Required work =>
List each line of the data below that contains the word "innermost".

-- start of Given data --

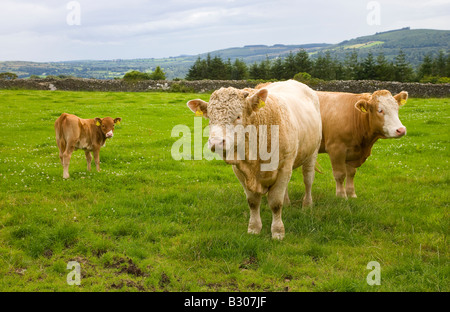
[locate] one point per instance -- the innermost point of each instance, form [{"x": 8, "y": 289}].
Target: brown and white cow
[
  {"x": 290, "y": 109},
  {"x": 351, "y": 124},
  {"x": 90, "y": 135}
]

-- end of Given data --
-- start of Given data --

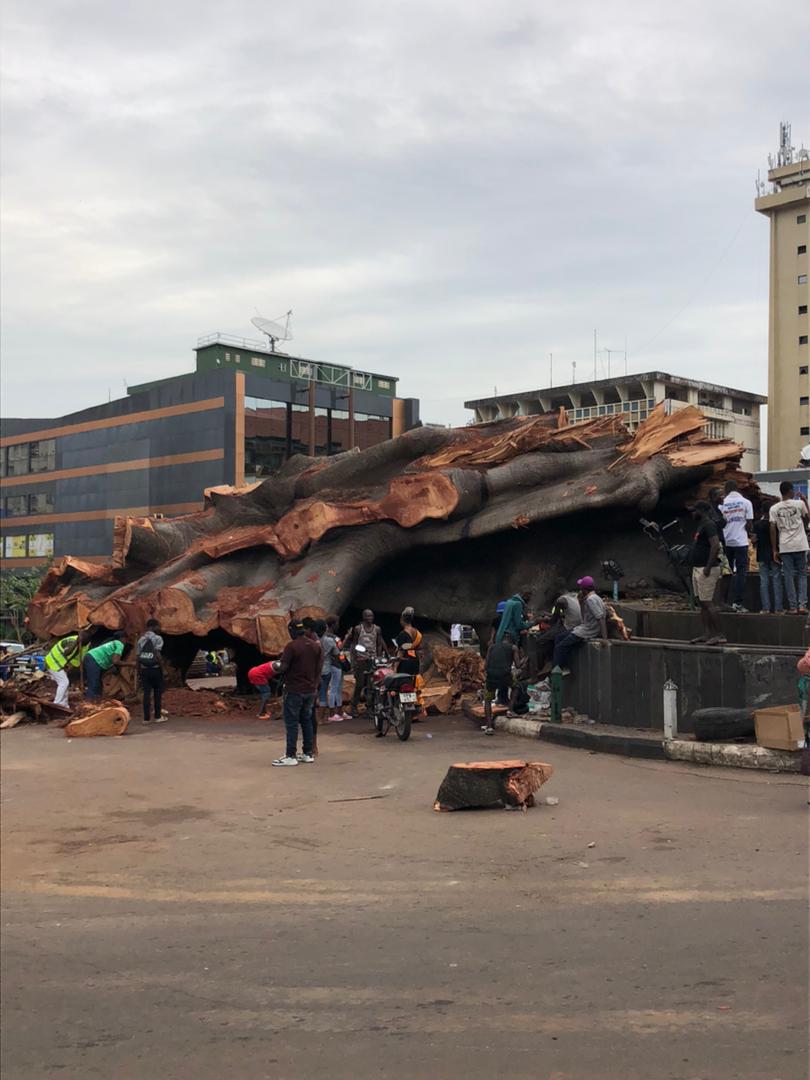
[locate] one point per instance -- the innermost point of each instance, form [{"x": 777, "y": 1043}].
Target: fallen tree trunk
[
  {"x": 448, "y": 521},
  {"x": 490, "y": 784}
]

-- end of Given data --

Response to the exercise =>
[locate] one point per instance -- the innermost point of each instance, form [{"x": 8, "y": 289}].
[locate] one point per instance -- the innermost point of each instance, form [{"x": 777, "y": 1043}].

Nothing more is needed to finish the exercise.